Polecenie: Zapisz w postaci listy JSON ciągów znaków wszystkie wiersze poniższego wykazu, od wiersza zawierającego „Could you point to the shadowed” aż do wiersza zawierającego „column 1060, row 660”, oba włącznie. Każdy wiersz ma być osobnym ciągiem, a puste wiersze należy pominąć.

►

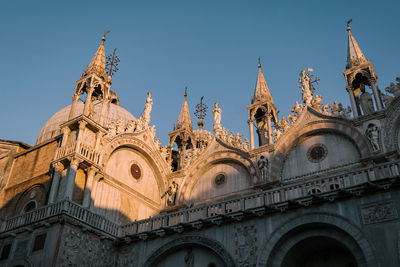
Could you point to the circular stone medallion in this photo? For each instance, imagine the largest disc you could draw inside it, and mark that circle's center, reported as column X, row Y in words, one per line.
column 317, row 153
column 220, row 179
column 136, row 171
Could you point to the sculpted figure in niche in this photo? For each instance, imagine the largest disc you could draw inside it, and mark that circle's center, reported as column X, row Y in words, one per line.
column 119, row 126
column 373, row 136
column 262, row 165
column 304, row 81
column 189, row 258
column 147, row 109
column 316, row 102
column 366, row 102
column 171, row 194
column 217, row 117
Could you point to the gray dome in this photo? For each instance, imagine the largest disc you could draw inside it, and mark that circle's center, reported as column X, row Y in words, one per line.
column 52, row 126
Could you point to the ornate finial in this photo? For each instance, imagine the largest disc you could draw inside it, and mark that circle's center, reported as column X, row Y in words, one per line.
column 104, row 36
column 112, row 63
column 348, row 24
column 201, row 112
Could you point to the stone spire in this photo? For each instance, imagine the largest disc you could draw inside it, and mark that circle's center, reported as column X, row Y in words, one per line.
column 184, row 116
column 261, row 92
column 98, row 63
column 354, row 54
column 262, row 111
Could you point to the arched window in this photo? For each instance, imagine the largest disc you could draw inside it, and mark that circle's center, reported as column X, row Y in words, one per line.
column 31, row 205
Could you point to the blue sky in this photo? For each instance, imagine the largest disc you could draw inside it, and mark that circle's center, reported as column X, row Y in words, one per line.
column 210, row 46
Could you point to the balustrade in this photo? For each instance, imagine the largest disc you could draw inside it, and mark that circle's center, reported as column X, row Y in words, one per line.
column 266, row 198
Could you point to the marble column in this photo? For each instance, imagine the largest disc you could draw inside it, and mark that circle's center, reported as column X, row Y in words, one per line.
column 377, row 98
column 352, row 101
column 269, row 130
column 58, row 167
column 75, row 99
column 88, row 193
column 88, row 100
column 73, row 167
column 66, row 132
column 250, row 122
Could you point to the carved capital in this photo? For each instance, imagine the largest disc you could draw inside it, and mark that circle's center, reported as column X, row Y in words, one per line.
column 91, row 171
column 74, row 162
column 82, row 125
column 58, row 166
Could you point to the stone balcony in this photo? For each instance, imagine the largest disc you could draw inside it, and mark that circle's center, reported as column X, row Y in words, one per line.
column 301, row 194
column 82, row 150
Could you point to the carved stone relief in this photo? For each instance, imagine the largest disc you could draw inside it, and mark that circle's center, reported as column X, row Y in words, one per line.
column 246, row 245
column 378, row 212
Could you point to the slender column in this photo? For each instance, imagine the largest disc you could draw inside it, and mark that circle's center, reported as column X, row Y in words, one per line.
column 104, row 104
column 75, row 99
column 58, row 167
column 73, row 167
column 269, row 130
column 352, row 101
column 66, row 132
column 99, row 135
column 87, row 195
column 88, row 100
column 377, row 98
column 250, row 122
column 82, row 127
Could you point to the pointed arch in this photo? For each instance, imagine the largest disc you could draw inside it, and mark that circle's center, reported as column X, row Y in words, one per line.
column 293, row 137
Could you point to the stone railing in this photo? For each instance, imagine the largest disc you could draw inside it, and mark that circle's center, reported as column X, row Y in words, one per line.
column 277, row 199
column 83, row 150
column 65, row 207
column 274, row 198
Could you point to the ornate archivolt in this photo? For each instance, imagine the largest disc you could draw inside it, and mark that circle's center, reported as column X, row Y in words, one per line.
column 391, row 126
column 206, row 160
column 309, row 127
column 153, row 156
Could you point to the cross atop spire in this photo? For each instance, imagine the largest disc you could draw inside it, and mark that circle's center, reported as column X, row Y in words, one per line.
column 354, row 54
column 261, row 92
column 98, row 63
column 184, row 116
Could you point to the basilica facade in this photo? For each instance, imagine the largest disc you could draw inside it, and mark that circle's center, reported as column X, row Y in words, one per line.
column 318, row 187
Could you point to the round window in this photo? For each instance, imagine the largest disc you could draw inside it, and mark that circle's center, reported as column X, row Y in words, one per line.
column 317, row 153
column 220, row 179
column 136, row 171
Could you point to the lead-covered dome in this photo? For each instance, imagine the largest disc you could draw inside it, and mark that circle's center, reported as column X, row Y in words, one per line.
column 52, row 126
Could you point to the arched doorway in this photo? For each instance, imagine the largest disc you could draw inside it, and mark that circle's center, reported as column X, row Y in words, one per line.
column 319, row 251
column 190, row 251
column 314, row 245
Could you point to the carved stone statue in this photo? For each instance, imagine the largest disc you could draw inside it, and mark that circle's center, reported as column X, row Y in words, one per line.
column 147, row 109
column 366, row 102
column 171, row 194
column 262, row 165
column 346, row 112
column 119, row 127
column 304, row 81
column 394, row 88
column 316, row 102
column 373, row 136
column 189, row 258
column 336, row 108
column 297, row 108
column 217, row 117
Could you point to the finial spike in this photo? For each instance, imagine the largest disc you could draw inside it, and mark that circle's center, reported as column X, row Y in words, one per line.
column 104, row 36
column 348, row 24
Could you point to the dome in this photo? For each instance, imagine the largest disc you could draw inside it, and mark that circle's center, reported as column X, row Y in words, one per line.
column 52, row 126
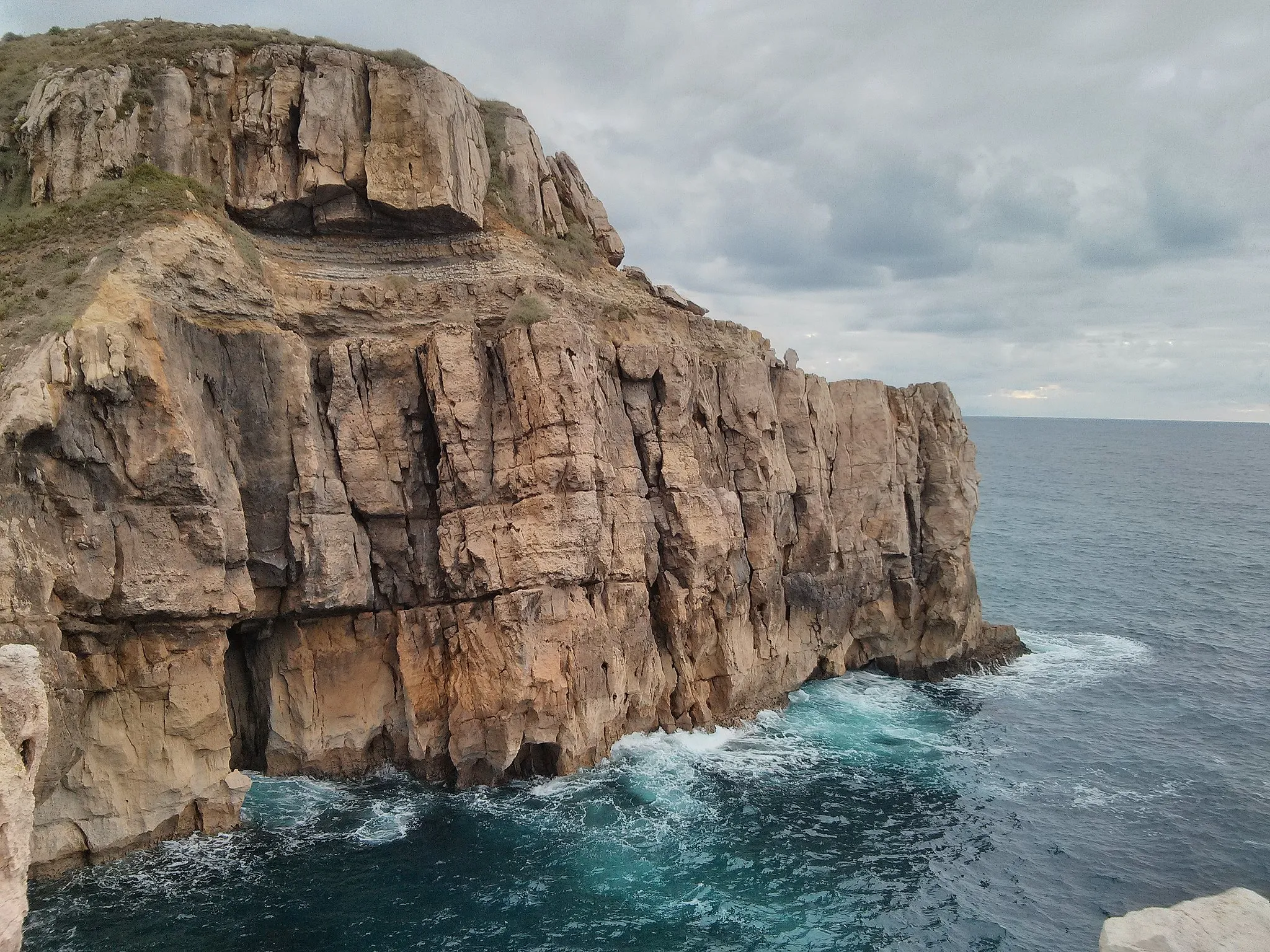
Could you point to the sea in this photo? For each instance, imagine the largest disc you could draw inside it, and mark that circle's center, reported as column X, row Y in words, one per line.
column 1123, row 763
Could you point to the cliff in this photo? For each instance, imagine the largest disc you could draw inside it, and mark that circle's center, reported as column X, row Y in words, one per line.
column 413, row 474
column 24, row 728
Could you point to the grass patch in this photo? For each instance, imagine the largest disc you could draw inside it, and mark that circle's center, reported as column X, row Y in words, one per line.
column 46, row 249
column 527, row 310
column 143, row 45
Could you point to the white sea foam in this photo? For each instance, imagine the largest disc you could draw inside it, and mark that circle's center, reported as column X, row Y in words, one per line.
column 1061, row 660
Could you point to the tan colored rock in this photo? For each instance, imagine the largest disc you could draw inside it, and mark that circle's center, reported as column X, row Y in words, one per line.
column 299, row 139
column 24, row 721
column 427, row 146
column 527, row 177
column 1236, row 920
column 342, row 507
column 577, row 195
column 75, row 131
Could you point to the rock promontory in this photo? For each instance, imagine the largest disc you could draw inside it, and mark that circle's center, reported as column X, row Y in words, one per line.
column 409, row 474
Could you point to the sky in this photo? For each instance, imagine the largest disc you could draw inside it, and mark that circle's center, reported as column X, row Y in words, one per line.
column 1061, row 208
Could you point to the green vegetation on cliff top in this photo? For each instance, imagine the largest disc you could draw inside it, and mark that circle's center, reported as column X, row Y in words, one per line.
column 139, row 43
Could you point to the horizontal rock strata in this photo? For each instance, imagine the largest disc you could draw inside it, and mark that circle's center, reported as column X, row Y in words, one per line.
column 474, row 550
column 306, row 139
column 308, row 503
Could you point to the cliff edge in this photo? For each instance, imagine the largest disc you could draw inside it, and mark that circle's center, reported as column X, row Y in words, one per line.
column 411, row 472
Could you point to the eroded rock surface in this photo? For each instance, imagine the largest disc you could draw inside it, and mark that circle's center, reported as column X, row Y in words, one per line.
column 298, row 138
column 24, row 725
column 252, row 526
column 337, row 501
column 1236, row 920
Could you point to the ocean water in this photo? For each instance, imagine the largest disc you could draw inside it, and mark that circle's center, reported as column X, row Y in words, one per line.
column 1124, row 763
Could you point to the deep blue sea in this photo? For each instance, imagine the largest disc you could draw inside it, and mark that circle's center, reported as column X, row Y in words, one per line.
column 1124, row 763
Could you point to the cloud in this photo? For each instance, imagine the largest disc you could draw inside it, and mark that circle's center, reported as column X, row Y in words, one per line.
column 1041, row 392
column 901, row 191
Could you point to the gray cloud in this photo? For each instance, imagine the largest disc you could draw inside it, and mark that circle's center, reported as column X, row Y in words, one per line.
column 1061, row 208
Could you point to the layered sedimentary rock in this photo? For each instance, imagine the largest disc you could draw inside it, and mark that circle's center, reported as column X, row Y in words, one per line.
column 1236, row 920
column 427, row 501
column 24, row 725
column 539, row 188
column 308, row 139
column 257, row 527
column 298, row 138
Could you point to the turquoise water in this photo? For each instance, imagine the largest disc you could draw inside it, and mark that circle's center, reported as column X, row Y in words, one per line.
column 1122, row 764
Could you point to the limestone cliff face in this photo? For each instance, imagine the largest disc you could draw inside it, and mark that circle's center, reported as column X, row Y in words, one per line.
column 308, row 139
column 358, row 503
column 24, row 725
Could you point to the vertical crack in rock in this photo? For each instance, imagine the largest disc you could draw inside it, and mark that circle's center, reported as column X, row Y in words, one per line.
column 247, row 691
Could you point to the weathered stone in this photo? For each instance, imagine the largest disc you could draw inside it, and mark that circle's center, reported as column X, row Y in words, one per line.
column 24, row 725
column 577, row 195
column 75, row 131
column 342, row 507
column 298, row 139
column 676, row 300
column 1236, row 920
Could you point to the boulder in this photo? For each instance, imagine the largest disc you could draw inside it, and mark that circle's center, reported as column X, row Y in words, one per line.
column 1236, row 920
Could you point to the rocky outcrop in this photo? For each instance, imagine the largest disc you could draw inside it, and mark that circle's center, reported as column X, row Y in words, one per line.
column 270, row 523
column 75, row 131
column 308, row 139
column 577, row 196
column 430, row 501
column 1236, row 920
column 539, row 188
column 298, row 138
column 24, row 724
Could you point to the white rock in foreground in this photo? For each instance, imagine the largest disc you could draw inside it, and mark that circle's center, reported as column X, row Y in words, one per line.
column 1236, row 920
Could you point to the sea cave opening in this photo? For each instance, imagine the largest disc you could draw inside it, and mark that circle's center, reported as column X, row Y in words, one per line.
column 247, row 695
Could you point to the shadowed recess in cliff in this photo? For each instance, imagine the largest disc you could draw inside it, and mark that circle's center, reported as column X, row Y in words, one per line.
column 248, row 700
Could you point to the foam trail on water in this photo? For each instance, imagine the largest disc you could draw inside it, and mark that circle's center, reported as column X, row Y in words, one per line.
column 1060, row 660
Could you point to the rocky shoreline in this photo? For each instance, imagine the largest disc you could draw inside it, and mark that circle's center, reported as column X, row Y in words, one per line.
column 413, row 474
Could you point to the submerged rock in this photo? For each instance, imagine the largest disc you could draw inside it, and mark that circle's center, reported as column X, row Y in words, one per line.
column 1236, row 920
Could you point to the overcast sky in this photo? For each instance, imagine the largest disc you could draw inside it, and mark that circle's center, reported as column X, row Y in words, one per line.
column 1061, row 208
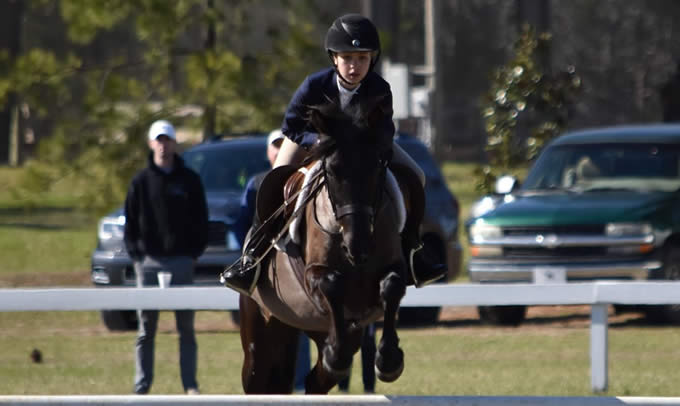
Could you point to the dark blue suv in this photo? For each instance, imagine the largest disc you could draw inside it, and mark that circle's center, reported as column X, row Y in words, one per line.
column 225, row 165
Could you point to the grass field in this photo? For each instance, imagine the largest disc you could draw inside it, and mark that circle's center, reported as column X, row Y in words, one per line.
column 81, row 357
column 50, row 246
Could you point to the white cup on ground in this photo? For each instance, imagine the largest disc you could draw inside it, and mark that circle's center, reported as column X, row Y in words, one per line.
column 164, row 279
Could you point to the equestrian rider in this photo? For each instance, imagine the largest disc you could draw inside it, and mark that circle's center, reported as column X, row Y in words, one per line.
column 353, row 46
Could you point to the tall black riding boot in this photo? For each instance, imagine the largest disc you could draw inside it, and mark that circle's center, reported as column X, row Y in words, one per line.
column 422, row 270
column 243, row 275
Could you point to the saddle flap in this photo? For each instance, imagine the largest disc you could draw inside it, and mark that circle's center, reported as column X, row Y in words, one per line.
column 414, row 195
column 292, row 185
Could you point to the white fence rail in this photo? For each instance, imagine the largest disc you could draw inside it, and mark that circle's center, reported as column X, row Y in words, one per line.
column 596, row 294
column 336, row 400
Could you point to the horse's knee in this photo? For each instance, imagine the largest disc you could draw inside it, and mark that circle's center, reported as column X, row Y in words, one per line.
column 392, row 287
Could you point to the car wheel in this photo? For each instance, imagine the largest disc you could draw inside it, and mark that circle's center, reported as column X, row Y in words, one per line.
column 418, row 316
column 671, row 271
column 119, row 320
column 502, row 315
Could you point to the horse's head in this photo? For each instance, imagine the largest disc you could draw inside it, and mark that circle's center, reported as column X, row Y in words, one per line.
column 354, row 152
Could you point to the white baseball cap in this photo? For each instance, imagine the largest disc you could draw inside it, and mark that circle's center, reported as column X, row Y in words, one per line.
column 274, row 136
column 161, row 127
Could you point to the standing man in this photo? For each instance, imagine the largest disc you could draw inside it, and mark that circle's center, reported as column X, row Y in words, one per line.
column 245, row 221
column 166, row 229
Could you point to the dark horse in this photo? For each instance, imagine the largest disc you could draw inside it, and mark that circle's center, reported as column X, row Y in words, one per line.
column 352, row 271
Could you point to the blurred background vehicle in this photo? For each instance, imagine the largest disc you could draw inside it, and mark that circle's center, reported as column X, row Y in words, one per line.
column 601, row 203
column 225, row 165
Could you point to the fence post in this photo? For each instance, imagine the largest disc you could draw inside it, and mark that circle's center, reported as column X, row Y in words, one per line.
column 598, row 347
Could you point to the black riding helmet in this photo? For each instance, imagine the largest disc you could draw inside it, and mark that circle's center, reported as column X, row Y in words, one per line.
column 352, row 33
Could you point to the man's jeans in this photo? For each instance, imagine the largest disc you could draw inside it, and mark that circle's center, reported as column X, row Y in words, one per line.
column 182, row 269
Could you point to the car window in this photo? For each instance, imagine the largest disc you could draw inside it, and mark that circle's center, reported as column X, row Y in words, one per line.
column 227, row 168
column 607, row 166
column 422, row 156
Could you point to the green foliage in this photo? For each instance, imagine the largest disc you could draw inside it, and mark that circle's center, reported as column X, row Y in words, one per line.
column 526, row 106
column 98, row 108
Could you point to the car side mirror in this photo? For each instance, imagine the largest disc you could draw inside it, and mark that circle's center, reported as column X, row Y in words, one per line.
column 506, row 184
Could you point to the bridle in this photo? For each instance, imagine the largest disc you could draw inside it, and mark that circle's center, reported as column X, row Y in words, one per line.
column 340, row 211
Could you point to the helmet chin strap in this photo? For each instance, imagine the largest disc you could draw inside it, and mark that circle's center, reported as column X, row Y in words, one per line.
column 335, row 66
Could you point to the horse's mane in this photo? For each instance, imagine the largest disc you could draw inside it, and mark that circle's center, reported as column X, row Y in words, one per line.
column 331, row 122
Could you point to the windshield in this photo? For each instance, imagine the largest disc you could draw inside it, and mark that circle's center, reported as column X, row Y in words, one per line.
column 227, row 168
column 420, row 154
column 589, row 167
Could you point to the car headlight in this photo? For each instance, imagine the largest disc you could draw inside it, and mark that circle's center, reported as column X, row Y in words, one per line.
column 111, row 228
column 232, row 242
column 481, row 232
column 628, row 229
column 484, row 205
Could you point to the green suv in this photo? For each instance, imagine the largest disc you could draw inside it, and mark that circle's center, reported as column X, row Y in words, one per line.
column 598, row 204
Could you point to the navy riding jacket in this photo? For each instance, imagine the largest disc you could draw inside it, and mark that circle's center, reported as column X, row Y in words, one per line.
column 320, row 87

◄

Wynik ćwiczenia:
[
  "Could you point to the shadowed recess in cliff in this photo? For each instance, imagine the largest disc you could draw inside it, and mark that circle's center, reported as column X, row Y in words, one per line.",
  "column 248, row 700",
  "Could you point to the foam trail on water in this photo? For each instance, imagine the largest disc you could draw inside it, and mark that circle's center, reported as column X, row Y in words, one per line.",
  "column 1060, row 660"
]